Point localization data
BEGIN

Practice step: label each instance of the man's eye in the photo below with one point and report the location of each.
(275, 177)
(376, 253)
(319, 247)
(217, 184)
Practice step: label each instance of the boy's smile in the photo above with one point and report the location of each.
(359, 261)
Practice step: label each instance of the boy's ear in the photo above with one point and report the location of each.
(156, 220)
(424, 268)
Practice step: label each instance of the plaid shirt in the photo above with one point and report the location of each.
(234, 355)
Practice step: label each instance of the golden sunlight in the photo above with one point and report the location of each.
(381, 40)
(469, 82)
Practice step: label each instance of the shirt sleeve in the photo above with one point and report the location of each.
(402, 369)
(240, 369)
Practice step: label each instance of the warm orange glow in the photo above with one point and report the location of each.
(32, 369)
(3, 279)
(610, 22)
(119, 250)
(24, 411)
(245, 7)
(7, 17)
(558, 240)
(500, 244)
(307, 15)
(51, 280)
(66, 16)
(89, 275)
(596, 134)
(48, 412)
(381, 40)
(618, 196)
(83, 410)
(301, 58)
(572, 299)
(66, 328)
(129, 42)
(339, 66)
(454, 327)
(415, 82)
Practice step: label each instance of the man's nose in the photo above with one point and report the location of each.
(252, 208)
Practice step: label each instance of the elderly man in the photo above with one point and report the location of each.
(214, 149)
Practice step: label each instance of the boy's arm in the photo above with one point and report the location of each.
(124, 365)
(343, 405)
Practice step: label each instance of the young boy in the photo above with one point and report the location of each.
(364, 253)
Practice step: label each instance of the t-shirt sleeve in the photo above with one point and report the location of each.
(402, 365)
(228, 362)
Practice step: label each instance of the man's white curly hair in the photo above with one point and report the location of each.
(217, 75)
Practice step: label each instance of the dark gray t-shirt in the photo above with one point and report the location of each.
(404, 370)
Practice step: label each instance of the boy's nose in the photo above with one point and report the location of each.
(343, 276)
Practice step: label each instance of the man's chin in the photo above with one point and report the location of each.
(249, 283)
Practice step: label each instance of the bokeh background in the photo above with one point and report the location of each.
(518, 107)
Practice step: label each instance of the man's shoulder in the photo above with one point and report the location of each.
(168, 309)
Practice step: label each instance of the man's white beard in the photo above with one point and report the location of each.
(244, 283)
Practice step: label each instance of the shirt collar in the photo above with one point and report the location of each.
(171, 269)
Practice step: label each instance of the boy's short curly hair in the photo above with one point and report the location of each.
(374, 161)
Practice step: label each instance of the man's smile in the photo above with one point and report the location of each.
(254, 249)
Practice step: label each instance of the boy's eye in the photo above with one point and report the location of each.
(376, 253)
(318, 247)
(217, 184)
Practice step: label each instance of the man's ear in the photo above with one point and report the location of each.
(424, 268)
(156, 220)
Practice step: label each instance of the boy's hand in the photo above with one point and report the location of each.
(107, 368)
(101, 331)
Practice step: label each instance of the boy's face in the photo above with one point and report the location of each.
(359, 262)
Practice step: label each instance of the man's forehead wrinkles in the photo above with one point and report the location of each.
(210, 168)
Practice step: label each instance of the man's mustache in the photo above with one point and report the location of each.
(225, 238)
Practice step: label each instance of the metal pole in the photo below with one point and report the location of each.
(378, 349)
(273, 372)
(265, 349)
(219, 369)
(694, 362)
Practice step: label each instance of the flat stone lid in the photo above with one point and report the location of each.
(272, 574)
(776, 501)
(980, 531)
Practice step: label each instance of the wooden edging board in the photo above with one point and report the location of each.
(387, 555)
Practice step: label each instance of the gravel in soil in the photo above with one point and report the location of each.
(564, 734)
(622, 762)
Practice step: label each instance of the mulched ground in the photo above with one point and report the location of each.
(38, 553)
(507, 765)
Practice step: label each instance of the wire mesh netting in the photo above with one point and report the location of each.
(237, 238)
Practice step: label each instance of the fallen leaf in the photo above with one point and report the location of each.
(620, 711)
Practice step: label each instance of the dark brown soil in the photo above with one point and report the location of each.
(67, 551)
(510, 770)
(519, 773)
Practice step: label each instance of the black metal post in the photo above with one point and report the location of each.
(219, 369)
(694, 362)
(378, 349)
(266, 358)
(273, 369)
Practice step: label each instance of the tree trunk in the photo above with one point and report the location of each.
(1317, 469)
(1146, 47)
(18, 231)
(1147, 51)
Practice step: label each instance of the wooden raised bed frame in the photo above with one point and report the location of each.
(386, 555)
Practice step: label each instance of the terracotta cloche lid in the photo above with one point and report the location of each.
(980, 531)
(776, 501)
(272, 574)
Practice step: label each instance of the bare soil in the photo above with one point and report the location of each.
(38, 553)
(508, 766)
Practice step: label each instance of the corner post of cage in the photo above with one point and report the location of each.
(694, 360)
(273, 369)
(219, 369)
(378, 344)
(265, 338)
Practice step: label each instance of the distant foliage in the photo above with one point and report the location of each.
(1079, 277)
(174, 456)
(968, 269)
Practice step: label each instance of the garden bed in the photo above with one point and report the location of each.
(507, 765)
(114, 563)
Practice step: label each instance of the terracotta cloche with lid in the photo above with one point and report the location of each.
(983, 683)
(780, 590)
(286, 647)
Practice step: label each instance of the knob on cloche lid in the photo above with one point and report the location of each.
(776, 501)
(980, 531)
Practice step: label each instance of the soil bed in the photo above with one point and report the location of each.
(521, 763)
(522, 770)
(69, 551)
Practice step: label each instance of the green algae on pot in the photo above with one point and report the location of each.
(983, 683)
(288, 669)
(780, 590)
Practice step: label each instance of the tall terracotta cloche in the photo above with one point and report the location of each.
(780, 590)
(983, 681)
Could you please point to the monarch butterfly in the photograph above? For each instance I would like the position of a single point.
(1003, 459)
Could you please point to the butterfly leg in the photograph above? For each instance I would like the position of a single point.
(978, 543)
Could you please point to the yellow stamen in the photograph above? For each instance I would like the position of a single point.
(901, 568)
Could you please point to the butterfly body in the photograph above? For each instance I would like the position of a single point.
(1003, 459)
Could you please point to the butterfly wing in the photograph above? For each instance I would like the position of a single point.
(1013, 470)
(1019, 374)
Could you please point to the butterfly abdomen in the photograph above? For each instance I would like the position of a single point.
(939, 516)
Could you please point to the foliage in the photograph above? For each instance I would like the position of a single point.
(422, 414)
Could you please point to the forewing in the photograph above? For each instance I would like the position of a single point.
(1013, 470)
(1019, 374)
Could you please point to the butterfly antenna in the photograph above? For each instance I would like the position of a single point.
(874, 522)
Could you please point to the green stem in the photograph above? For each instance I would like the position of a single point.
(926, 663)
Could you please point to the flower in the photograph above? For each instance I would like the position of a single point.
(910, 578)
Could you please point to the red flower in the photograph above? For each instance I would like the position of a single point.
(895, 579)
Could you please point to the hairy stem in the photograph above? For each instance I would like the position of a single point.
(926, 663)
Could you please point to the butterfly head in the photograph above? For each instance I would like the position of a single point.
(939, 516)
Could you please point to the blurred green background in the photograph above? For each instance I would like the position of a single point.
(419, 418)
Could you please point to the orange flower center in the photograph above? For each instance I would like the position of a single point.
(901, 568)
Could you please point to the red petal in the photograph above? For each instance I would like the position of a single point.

END

# Directions:
Please give all the lines above again, exactly as they read.

# Output for this exercise:
Practice step: label each instance of the man's eye in the photo below with one point and report the location of each.
(275, 177)
(376, 253)
(319, 247)
(217, 184)
Practice step: label each instance of the boy's smile in the photo above with one point and report the location of each.
(359, 261)
Practice step: label each instance of the boy's ear in the photo above with one point and report the location of each.
(156, 220)
(424, 268)
Practice step: label each instance of the plaid shirt in the photo above with one point and report the location of each.
(234, 355)
Practice step: label each instance of the golden sunlight in the photo above with one point and report the location of each.
(381, 40)
(469, 82)
Practice step: label each instance of the shirt sleeve in the photo above with one point and report the location of each.
(402, 369)
(240, 369)
Practice step: label each instance of the warm orange glow in the photo above with one point and report the location of each.
(32, 369)
(3, 279)
(610, 22)
(119, 250)
(24, 411)
(245, 7)
(7, 17)
(558, 240)
(500, 244)
(307, 15)
(51, 280)
(66, 16)
(89, 275)
(596, 134)
(48, 412)
(381, 40)
(618, 196)
(83, 410)
(301, 58)
(572, 299)
(66, 328)
(129, 42)
(339, 66)
(454, 327)
(415, 82)
Practice step: label each instance of the man's nose in the photo above with one point and report the location of each.
(252, 208)
Practice step: label each instance of the elderly man in the photo above with one point and report the location of each.
(214, 149)
Practice step: label each instance of the boy's arm in the photo above with one point and report the location of each.
(124, 365)
(343, 405)
Practice step: label each instance of the young boy in the photo above with one point and report the location of each.
(364, 253)
Practice step: label each instance of the t-shirt sleeve in the photo above with one point and report the location of each.
(402, 365)
(228, 362)
Practice step: label each instance of the man's white curly hair in the photo above with one point and report the location of each.
(217, 75)
Practice step: label each instance of the dark gray t-shirt in the photo above with one point and report the location of each.
(404, 370)
Practice step: label each instance of the boy's nose in the photo above with one point and report the location of each.
(343, 276)
Practice step: label each instance of the man's chin in the photo above with one point and report the location of each.
(249, 283)
Practice step: label each instance of the bokeh background in the photo above with one point and report the location of each.
(518, 107)
Practice step: label each instance of the man's shoulder in the photo above with one point and report the location of each.
(168, 309)
Practice step: label each instance of the man's white beard in the photo above with one point and report the location of each.
(244, 283)
Practice step: label each instance of the shirt collar in the photo above with one point and report the location of each.
(171, 269)
Practice step: label each instance of the boy's short curly hair in the photo above with one point and report the location of each.
(374, 161)
Practice step: label each instance of the man's smile in the photo above with one point and report the location of each.
(254, 249)
Practice step: label each instance of the boy's eye in the photo above with one point and report the location of each.
(376, 253)
(318, 247)
(217, 184)
Practice step: label each instance of the man's ear in the photo above with one point and report the location of each.
(424, 268)
(156, 220)
Practice step: label each instance of the boy's hand in the photo above with one point and report the location of each.
(107, 368)
(101, 331)
Practice step: label each instance of the boy's face in the photo above with one point and report the location of each.
(359, 262)
Practice step: label each instance of the man's forehead wrinkles in the photo above with one point and report the location of each.
(210, 168)
Practice step: label each instance of the man's mustache in the photo above with one point and report the location of each.
(225, 238)
Practice step: label each instance of the metal pole in the photo below with one point and report the location of each.
(378, 349)
(273, 372)
(265, 349)
(219, 369)
(694, 362)
Practice step: label each instance of the flat stone lid in the photo above with one point and report the location of each.
(272, 574)
(776, 501)
(980, 531)
Practice step: label each instance of the wooden edging board in the photo above with one point and report the location of each.
(387, 555)
Practice step: label each instance of the gravel in soil in the photo above with one point and report the location of each.
(564, 734)
(622, 762)
Practice step: label each instance of the mulched ground in the photo above with one point and report the location of each.
(38, 553)
(507, 765)
Practice step: label each instance of the wire mesh netting in the photo above with one point and report the location of each.
(237, 238)
Practice step: label each instance of the fallen leaf in the photo above with one point and report the location of each.
(620, 711)
Practice step: label each instance of the dark brown soil in the photo above with one point and report the location of each.
(67, 551)
(510, 770)
(519, 773)
Practice step: label each instance of the black metal post in the photo above with one point and report the location of each.
(219, 369)
(694, 362)
(378, 349)
(266, 358)
(273, 369)
Practice step: label each instance of the tree trunk in the photo above with one point and report the location of each.
(1317, 469)
(1146, 47)
(18, 231)
(1147, 51)
Practice step: label each instance of the wooden raised bed frame in the photo above with one point and report the location of each.
(386, 555)
Practice step: label each instance of the terracotta cloche lid in the photo above with one point and report the location of each.
(980, 531)
(776, 501)
(272, 574)
Practice step: label each instance of the bare soil in the photo above with one point and report the location of each.
(38, 553)
(508, 766)
Practice step: label each instance of the corner post of cage in the photo above with one point and report the location of each.
(694, 360)
(273, 369)
(219, 369)
(378, 344)
(265, 338)
Practice step: label each instance of the distant foliage in the photo above with one point and report the location of each.
(1079, 277)
(174, 456)
(968, 269)
Practice step: label each instance of the garden bed in the photo above with one point and report the location of each.
(507, 765)
(114, 563)
Practice step: label each instance of the terracotta cloche with lid in the photo above with one point and report the location of each.
(983, 683)
(780, 590)
(286, 647)
Practice step: label each instance of the knob on cloche lid in the photo above with one point and report the location of each.
(776, 501)
(980, 531)
Practice step: label each instance of the soil bed in the photo above with one point and report the location of each.
(521, 763)
(522, 770)
(69, 551)
Practice step: label each instance of the green algae on pot in the photo above with one point and report the location of each.
(983, 683)
(288, 669)
(780, 590)
Practice step: label each instance of the tall terracotta cloche in the photo above with one point and report the location of each.
(780, 590)
(983, 681)
Could you please point to the monarch butterfly in the photograph above? For each instance I would like the position of a single point.
(1003, 459)
Could you please point to the butterfly leg in the photograph above? For each instance I would like the position of a single point.
(978, 543)
Could you please point to the yellow stamen in the photograph above? For each instance I would like the position of a single point.
(901, 568)
Could you please point to the butterfly body in the photograph above? For each instance I would like the position of a single point.
(1003, 459)
Could you please point to the butterfly wing in the photograph above? For each instance I would like the position of a single point.
(1013, 470)
(1019, 374)
Could you please point to the butterfly abdomen in the photograph above? For each instance I would like the position of a single point.
(939, 516)
Could you please point to the foliage in the photograph above? For each instance I would like the position of a single point.
(422, 414)
Could you please point to the forewing in the photograph above? For each instance I would like the position of a single point.
(1013, 470)
(1019, 374)
Could you please point to the butterfly antenna in the photograph above? For each instance I would like the position of a single point.
(874, 522)
Could you please point to the green stem in the photograph above? For each instance I would like the position of a single point.
(926, 663)
Could you please point to the flower in the photograph above? For each instance I would like the position of a single point.
(910, 578)
Could you please point to the red flower in the photograph above? For each instance I would like the position of a single point.
(895, 579)
Could you please point to the hairy stem in the photograph above? For each instance I would like the position of a single point.
(926, 663)
Could you please point to the butterfly head in the photograph above? For each instance I would like the position of a single point.
(939, 516)
Could you please point to the blurred green background in the photograph above? For each instance I would like the position of a single point.
(419, 418)
Could you please point to the orange flower center in the photograph above? For each instance I would like the position of a single point.
(901, 568)
Could you please point to the red petal in the photograph above? For each instance I would like the position of a single point.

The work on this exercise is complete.